==== Task data ====

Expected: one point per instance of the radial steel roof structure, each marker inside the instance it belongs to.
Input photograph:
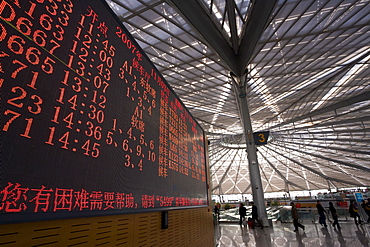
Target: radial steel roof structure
(308, 83)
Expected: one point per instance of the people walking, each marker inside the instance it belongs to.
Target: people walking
(322, 213)
(353, 212)
(334, 215)
(242, 213)
(296, 218)
(255, 216)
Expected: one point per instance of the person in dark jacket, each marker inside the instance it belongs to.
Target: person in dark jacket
(366, 207)
(255, 216)
(242, 213)
(322, 212)
(334, 214)
(295, 218)
(353, 212)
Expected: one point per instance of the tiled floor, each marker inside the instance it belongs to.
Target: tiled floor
(282, 234)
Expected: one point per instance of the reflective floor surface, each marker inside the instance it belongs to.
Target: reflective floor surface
(282, 234)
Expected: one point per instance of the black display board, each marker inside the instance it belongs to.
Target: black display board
(88, 125)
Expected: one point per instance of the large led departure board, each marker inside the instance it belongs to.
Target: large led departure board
(88, 125)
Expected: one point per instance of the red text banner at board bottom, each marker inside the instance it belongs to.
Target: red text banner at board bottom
(17, 198)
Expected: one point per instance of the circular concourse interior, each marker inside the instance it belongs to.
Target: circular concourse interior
(306, 70)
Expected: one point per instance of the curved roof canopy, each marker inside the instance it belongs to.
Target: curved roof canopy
(308, 83)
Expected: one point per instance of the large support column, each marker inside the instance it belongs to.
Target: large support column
(254, 172)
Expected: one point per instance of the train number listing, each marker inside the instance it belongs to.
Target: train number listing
(88, 124)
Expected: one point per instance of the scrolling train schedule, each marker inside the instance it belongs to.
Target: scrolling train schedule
(88, 125)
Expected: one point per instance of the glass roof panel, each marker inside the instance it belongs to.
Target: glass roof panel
(308, 84)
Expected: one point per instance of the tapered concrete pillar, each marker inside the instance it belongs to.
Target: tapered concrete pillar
(254, 172)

====

• How to complete this task:
Set down exactly the lines beginning at the one that holds "Target: glass roof panel" and ending with the last line of the data.

• Solution below:
Target: glass roof panel
(308, 84)
Expected: one point per instance of the tapered concrete pillar, each marker inside the instance it belongs to.
Target: tapered concrete pillar
(254, 172)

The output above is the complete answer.